Senator TAFT. I mean, has it resulted or have the builders all got rid of their houses? Which?

Mr. FOLEY. No, sir; they have not gotten rid of all of them, but we do have situations in which foreclosures are taking place in which we have to suspect that it is for the purpose of milking.

SENATOR. Of course, the economic soundness provision was removed from title VI in wartime largely because houses had to be built in places which couldn't possibly be permanent places, so that you coundln't have an economically sound proposition, and I was only trying to get the actual experience of these builders' loans, whether they had resulted in difficulty or not.

Mr. FOLEY. The answer to that probably can't be given fully this soon, Senator. Our experience thus far leads to the belief that we will receive by foreclosure a much larger percentage of title VI than of title II-very much larger.

Senator TAFT. Well, that, however, might be from

Mr. FOLEY. And that, as I started to say, might be for location reasons; it might be for many others.

Senator TAFT. And it might be all because that is the figuresfrom ultimate figures as well as the figures from builders.

Mr. FOLEY. But after all, we are only a few weeks out of the war experience. In fact, we are not out of it. We are not in a position to judge it.

Senator TAFT. You haven't had to foreclose from any builders as yet, or have you?

Mr. FOLEY. Yes.

Senator TAFT. To any considerable extent?

Mr. FOLEY. I have one situation in which I am having to foreclose with the properties fully rented, and have been fully rented and fully occupied from the time they were ready to be occupied, and earning sufficient to carry the mortgage, and deliberately being milked.

Senator TAFT. What do you figure is the percentage of profit and overhead?

Mr. FOLEY. Generally

Senator TAFT. Profit in time, you say. Profit in time.

Mr. FOLEY. 15 percent is the usual figure for profit and overhead. Senator TAFT. Some of the overhead, of course, has to be paid. Mr. FOLEY. That is right. That is why I said that the cash equity would be small.

Senator TAFT. What do you think is the figure which doesn't have to be paid out in cash? Ten percent or fifteen percent?

Mr. FOLEY. It varies with builders, of course, because with any set of standard cost data you will find differences in efficiency of management, and so on, which account for differences in cost between individual builders in the same community and on the same types of projects; but again as a general figure I would say 10 percent, assuming of course that you are talking about a situation in which the costs are stabilized.

Exercise aim
Copy out every sentence in the hearing transcript that Senator Taft speaks and that ends with a question mark. You won't need the rows that come after this.

Record extracts
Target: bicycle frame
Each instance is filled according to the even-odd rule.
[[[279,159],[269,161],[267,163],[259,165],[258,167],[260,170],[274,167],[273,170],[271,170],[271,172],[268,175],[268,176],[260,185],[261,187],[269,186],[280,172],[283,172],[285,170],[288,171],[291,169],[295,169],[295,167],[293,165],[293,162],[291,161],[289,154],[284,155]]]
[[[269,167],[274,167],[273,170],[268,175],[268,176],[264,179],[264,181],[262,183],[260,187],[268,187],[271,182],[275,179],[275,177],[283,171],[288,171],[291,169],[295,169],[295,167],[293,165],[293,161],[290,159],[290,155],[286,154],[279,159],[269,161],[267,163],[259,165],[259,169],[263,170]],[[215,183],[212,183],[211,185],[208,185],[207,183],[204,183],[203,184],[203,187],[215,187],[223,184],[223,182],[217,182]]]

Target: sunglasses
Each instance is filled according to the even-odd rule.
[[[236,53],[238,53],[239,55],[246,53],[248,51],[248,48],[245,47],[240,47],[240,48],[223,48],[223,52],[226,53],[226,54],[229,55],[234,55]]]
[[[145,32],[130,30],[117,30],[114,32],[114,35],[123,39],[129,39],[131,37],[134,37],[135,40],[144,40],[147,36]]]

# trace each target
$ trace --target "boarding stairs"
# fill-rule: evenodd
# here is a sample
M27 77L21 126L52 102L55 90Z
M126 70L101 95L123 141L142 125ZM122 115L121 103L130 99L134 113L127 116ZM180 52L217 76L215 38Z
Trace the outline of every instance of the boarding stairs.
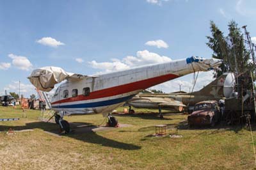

Finished task
- I mean, has it resulted or have the builders all got rid of their houses?
- Which?
- You haven't had to foreclose from any builders as yet, or have you?
- To any considerable extent?
- What do you figure is the percentage of profit and overhead?
- What do you think is the figure which doesn't have to be paid out in cash?
- Ten percent or fifteen percent?